◆ SELECTED TEXT:
------------------------------------------------------------

Rule 803. Exceptions to the Rule Against Hearsay — Regardless of Whether the Declarant Is Available as a Witness

(6) Records of a Regularly Conducted Activity. A record of an act, event, condition, opinion, or diagnosis if:
(A) the record was made at or near the time by — or from information transmitted by — someone with knowledge;
(B) the record was kept in the course of a regularly conducted activity of a business, organization, occupation, or calling, whether or not for profit;
(C) making the record was a regular practice of that activity;
(D) all these conditions are shown by the testimony of the custodian or another qualified witness, or by a certification that complies with
Rule 902(11) or (12) or with a statute permitting certification; and
(E) neither the source of information nor the method or circumstances of preparation indicate a lack of trustworthiness.

Are you certain, double hearsay would not be applicable?

In Estate of Poulus, Justice McCormick of the Supreme Court of Iowa noted that:

"We have long held that medical and hospital records are admissible, upon proper foundation, as an exception to the hearsay rule. We have recognized, however, that this does not necessarily make everything in the records admissible.... [H]earsay statements in medical and hospital records which are not germane to physical condition or medical treatment are inadmissible unless nonprejudicial.

"This is referred to by commentators as the double hearsay rule. The hospital record is hearsay. It is admissible under an exception to the hearsay rule. But it may include recitals of statements of others, including the patient. This included hearsay is the subject of the double hearsay rule. Included hearsay is inadmissible, upon proper objection, unless it independently comes within a recognized exception to the hearsay rule."

------------------------------------------------------------

◆ ASSIGNED TASK 1:
Decide whether each statement agrees with the hearsay passage. Answer yes or no for each, and quote the words from the passage that settle it.
(a) A record kept by a nonprofit organization can qualify under the exception.
(b) Once a hospital record is admitted, everything in it becomes admissible.
(c) The required conditions can be shown only through the custodian's testimony.
◆ ASSIGNED TASK 2: Rewrite the part of the hearsay passage that opens with the words containing "Rule 803. Exceptions" and closes with "lack of trustworthiness.", changing "custodian" to "records keeper".
The entries after this point have nothing to do with the hearsay passage.

------------------------------------------------------------

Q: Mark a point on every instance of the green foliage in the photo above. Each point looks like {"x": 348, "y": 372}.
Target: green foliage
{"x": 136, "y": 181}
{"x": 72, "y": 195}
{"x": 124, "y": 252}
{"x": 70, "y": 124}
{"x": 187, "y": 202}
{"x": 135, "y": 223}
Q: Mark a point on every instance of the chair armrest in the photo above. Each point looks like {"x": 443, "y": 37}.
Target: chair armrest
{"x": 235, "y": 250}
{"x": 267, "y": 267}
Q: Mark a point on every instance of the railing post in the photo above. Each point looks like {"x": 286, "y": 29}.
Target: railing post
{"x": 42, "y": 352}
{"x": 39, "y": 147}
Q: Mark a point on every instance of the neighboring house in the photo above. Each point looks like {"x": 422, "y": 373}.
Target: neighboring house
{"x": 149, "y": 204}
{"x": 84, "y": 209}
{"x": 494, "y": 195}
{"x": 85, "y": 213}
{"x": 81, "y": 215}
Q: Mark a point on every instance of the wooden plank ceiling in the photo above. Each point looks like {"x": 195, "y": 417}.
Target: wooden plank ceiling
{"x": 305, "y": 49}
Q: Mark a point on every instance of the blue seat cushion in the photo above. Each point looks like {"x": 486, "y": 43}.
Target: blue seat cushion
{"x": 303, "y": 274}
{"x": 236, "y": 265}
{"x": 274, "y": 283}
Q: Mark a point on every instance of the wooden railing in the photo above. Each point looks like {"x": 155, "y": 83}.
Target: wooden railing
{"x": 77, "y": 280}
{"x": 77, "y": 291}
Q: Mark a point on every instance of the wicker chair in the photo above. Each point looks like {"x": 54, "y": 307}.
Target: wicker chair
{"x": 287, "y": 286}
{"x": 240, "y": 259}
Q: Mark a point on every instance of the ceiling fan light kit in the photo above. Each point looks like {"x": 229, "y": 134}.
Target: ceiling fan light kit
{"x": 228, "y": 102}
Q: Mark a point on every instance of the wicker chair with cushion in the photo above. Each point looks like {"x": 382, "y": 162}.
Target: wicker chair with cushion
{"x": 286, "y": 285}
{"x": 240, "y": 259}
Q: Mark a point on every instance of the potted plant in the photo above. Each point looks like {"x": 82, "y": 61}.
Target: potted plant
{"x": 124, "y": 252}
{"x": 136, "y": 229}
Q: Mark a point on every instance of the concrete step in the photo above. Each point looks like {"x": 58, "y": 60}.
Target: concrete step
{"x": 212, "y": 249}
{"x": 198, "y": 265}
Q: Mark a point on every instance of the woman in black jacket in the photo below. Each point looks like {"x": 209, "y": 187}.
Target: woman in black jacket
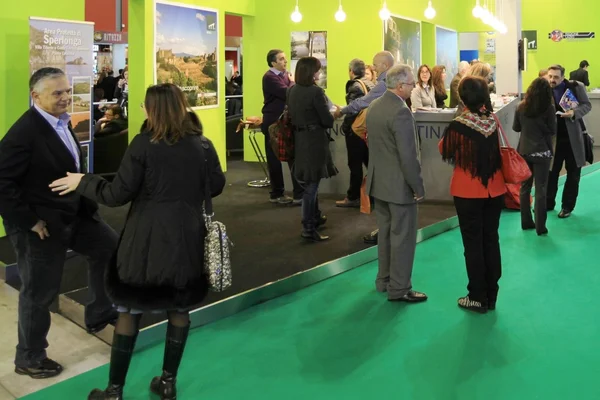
{"x": 535, "y": 118}
{"x": 159, "y": 262}
{"x": 309, "y": 111}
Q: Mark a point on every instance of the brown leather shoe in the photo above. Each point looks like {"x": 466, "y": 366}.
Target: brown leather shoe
{"x": 45, "y": 369}
{"x": 348, "y": 203}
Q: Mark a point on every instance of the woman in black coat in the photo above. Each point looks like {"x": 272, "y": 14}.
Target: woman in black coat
{"x": 535, "y": 118}
{"x": 159, "y": 261}
{"x": 309, "y": 111}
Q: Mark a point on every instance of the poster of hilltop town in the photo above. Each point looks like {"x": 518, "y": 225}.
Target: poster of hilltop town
{"x": 186, "y": 51}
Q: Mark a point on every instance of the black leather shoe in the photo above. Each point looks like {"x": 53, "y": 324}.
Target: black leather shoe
{"x": 45, "y": 369}
{"x": 564, "y": 213}
{"x": 371, "y": 238}
{"x": 411, "y": 297}
{"x": 321, "y": 221}
{"x": 314, "y": 236}
{"x": 112, "y": 392}
{"x": 112, "y": 319}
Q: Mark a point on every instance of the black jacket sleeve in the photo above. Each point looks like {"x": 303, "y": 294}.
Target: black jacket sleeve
{"x": 15, "y": 156}
{"x": 216, "y": 175}
{"x": 125, "y": 185}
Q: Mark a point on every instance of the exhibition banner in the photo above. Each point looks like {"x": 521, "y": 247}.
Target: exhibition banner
{"x": 446, "y": 52}
{"x": 68, "y": 45}
{"x": 310, "y": 44}
{"x": 402, "y": 38}
{"x": 187, "y": 48}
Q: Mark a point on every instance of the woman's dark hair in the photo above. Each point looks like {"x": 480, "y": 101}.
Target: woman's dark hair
{"x": 424, "y": 66}
{"x": 306, "y": 69}
{"x": 537, "y": 99}
{"x": 436, "y": 80}
{"x": 168, "y": 117}
{"x": 474, "y": 93}
{"x": 272, "y": 56}
{"x": 116, "y": 110}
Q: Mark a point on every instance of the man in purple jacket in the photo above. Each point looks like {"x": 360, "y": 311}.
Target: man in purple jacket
{"x": 276, "y": 82}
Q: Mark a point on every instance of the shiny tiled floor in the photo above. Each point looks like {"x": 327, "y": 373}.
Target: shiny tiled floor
{"x": 70, "y": 345}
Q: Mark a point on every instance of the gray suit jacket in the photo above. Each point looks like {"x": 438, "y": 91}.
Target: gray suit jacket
{"x": 574, "y": 124}
{"x": 394, "y": 173}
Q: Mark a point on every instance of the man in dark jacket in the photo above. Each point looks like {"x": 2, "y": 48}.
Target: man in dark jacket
{"x": 570, "y": 148}
{"x": 276, "y": 82}
{"x": 581, "y": 74}
{"x": 41, "y": 225}
{"x": 356, "y": 147}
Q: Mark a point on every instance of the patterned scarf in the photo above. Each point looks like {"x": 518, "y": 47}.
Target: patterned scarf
{"x": 471, "y": 143}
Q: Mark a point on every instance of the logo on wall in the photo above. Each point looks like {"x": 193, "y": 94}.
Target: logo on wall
{"x": 558, "y": 35}
{"x": 530, "y": 37}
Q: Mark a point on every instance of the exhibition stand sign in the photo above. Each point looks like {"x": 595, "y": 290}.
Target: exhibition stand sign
{"x": 68, "y": 45}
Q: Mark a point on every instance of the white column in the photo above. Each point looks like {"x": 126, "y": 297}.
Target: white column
{"x": 508, "y": 76}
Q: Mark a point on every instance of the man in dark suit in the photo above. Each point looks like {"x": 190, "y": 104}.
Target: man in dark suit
{"x": 581, "y": 74}
{"x": 38, "y": 149}
{"x": 276, "y": 82}
{"x": 394, "y": 181}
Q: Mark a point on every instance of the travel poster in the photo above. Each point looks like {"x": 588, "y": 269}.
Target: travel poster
{"x": 69, "y": 46}
{"x": 310, "y": 44}
{"x": 402, "y": 37}
{"x": 186, "y": 43}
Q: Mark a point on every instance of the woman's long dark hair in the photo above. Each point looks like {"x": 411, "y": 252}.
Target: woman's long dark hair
{"x": 168, "y": 117}
{"x": 537, "y": 99}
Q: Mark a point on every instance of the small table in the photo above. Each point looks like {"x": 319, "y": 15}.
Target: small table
{"x": 262, "y": 160}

------------------------------------------------------------

◆ OUTPUT 1:
(a) Yes: "whether or not for profit"
(b) No: "this does not necessarily make everything in the records admissible"
(c) No: "by the testimony of the custodian or another qualified witness, or by a certification"

◆ OUTPUT 2:
Rule 803. Exceptions to the Rule Against Hearsay — Regardless of Whether the Declarant Is Available as a Witness

(6) Records of a Regularly Conducted Activity. A record of an act, event, condition, opinion, or diagnosis if:
(A) the record was made at or near the time by — or from information transmitted by — someone with knowledge;
(B) the record was kept in the course of a regularly conducted activity of a business, organization, occupation, or calling, whether or not for profit;
(C) making the record was a regular practice of that activity;
(D) all these conditions are shown by the testimony of the records keeper or another qualified witness, or by a certification that complies with
Rule 902(11) or (12) or with a statute permitting certification; and
(E) neither the source of information nor the method or circumstances of preparation indicate a lack of trustworthiness.